- [Task 1]
Answer these from the concert account:
(a) What is the name of the girl in front of their seats?
(b) What logo appears when the scrim drops?
(c) Who is Buckcherry's lead singer?
- [Task 2] Please list every proper name that appears in the concert account.

- [Text excerpt]
%%

At this point, we get up to get more drinks, because honestly, neither of were really into them. I’m still buzzing from Sixx’s set and I watch and laugh as the couple in front of our seats tease each other. We get our drinks, sit back down, and watch as the girl, who we later learn is named Kerri smack her boyfriend on the shoulder and then usher us to get back up and dance.
She won’t stop hassling us until we do, so we stand, and her boyfriend apologizes yet again.

Finally, Buckcherry, a band I’ve been listening to since high school, comes on. There was a slight intermission, but all we did was smoke another cigarette and walk around some. Being the lightweight that I am, I’m already buzzed, and finally, the scrim drops and the Black Butterfly logo appears and is lit. The band comes out, in true dirty fashion, making crude jokes, and ramping it up with a classic. They segue into their next set of songs, picking and choosing from the new album. In between verses, Joshua Todd, the lead singer, will begin to ramble about something really truly crude and dirty. Even though half the time I can’t really make it out, what
I can makes me laugh. There’s a truly entertaining bit about a girl giving head and reaching around to tickle his balls, or something to that effect.

%%

- [Input data]
%%

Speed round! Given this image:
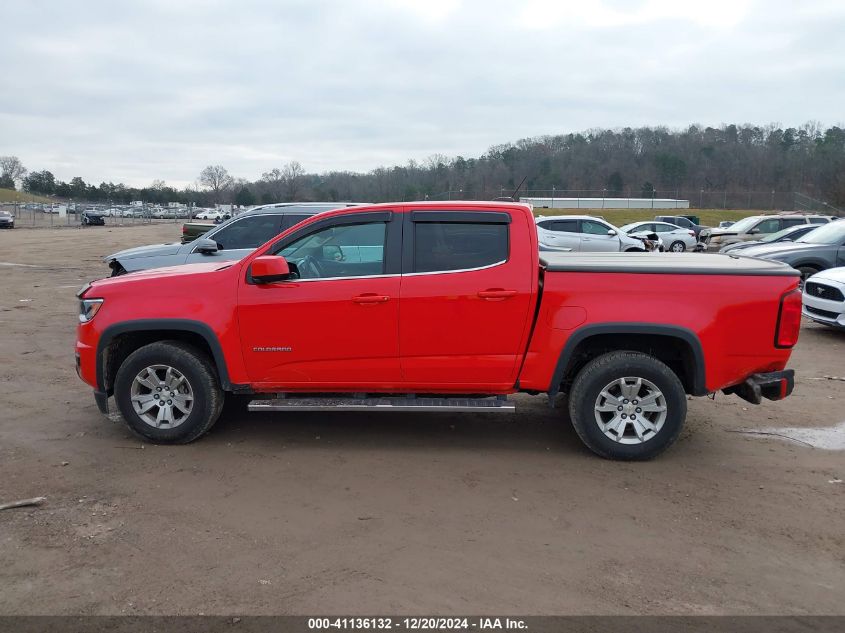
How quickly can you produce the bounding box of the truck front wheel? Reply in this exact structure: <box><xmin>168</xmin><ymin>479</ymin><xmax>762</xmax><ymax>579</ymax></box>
<box><xmin>569</xmin><ymin>352</ymin><xmax>687</xmax><ymax>461</ymax></box>
<box><xmin>114</xmin><ymin>341</ymin><xmax>223</xmax><ymax>444</ymax></box>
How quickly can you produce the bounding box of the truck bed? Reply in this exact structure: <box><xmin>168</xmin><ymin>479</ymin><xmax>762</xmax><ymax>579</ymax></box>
<box><xmin>540</xmin><ymin>252</ymin><xmax>800</xmax><ymax>277</ymax></box>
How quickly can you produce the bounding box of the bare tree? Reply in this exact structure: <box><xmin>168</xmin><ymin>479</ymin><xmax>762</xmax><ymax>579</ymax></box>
<box><xmin>199</xmin><ymin>165</ymin><xmax>234</xmax><ymax>202</ymax></box>
<box><xmin>282</xmin><ymin>160</ymin><xmax>305</xmax><ymax>201</ymax></box>
<box><xmin>261</xmin><ymin>167</ymin><xmax>285</xmax><ymax>202</ymax></box>
<box><xmin>0</xmin><ymin>156</ymin><xmax>26</xmax><ymax>188</ymax></box>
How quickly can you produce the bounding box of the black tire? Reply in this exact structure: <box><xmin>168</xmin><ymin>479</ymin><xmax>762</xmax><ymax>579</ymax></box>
<box><xmin>114</xmin><ymin>341</ymin><xmax>223</xmax><ymax>444</ymax></box>
<box><xmin>569</xmin><ymin>352</ymin><xmax>687</xmax><ymax>461</ymax></box>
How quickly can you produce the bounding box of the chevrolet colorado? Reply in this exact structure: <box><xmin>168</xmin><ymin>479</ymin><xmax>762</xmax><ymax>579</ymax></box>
<box><xmin>76</xmin><ymin>202</ymin><xmax>801</xmax><ymax>460</ymax></box>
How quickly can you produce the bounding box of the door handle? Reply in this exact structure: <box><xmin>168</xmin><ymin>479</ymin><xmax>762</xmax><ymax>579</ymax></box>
<box><xmin>478</xmin><ymin>288</ymin><xmax>516</xmax><ymax>299</ymax></box>
<box><xmin>352</xmin><ymin>292</ymin><xmax>390</xmax><ymax>304</ymax></box>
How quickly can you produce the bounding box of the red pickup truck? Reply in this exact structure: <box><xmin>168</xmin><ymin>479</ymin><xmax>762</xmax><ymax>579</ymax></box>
<box><xmin>76</xmin><ymin>202</ymin><xmax>801</xmax><ymax>459</ymax></box>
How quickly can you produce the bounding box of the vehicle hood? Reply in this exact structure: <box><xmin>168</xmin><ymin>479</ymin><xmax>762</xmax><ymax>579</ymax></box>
<box><xmin>88</xmin><ymin>261</ymin><xmax>238</xmax><ymax>296</ymax></box>
<box><xmin>810</xmin><ymin>266</ymin><xmax>845</xmax><ymax>284</ymax></box>
<box><xmin>103</xmin><ymin>242</ymin><xmax>182</xmax><ymax>262</ymax></box>
<box><xmin>742</xmin><ymin>242</ymin><xmax>828</xmax><ymax>257</ymax></box>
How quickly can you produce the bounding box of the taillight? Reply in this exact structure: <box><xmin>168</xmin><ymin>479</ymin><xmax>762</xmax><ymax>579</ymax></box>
<box><xmin>775</xmin><ymin>288</ymin><xmax>801</xmax><ymax>348</ymax></box>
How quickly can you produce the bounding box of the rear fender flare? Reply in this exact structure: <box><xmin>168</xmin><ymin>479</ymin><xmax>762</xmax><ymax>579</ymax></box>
<box><xmin>548</xmin><ymin>322</ymin><xmax>708</xmax><ymax>398</ymax></box>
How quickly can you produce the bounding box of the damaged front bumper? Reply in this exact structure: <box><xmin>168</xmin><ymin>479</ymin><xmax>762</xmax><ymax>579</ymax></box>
<box><xmin>722</xmin><ymin>369</ymin><xmax>795</xmax><ymax>404</ymax></box>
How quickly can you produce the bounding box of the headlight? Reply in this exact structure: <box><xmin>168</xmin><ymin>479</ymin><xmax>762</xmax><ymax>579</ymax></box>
<box><xmin>79</xmin><ymin>299</ymin><xmax>103</xmax><ymax>323</ymax></box>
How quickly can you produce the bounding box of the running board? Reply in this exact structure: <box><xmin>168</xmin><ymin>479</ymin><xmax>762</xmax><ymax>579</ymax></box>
<box><xmin>248</xmin><ymin>396</ymin><xmax>516</xmax><ymax>413</ymax></box>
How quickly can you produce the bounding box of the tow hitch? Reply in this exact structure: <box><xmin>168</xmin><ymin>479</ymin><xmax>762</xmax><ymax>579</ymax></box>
<box><xmin>722</xmin><ymin>369</ymin><xmax>795</xmax><ymax>404</ymax></box>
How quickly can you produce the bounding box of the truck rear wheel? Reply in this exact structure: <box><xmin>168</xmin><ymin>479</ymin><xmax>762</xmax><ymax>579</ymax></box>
<box><xmin>569</xmin><ymin>352</ymin><xmax>687</xmax><ymax>461</ymax></box>
<box><xmin>114</xmin><ymin>341</ymin><xmax>223</xmax><ymax>444</ymax></box>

%%

- [Task solution 1]
(a) Kerri
(b) The Black Butterfly logo
(c) Joshua Todd

- [Task solution 2] Sixx, Kerri, Buckcherry, Black Butterfly, Joshua Todd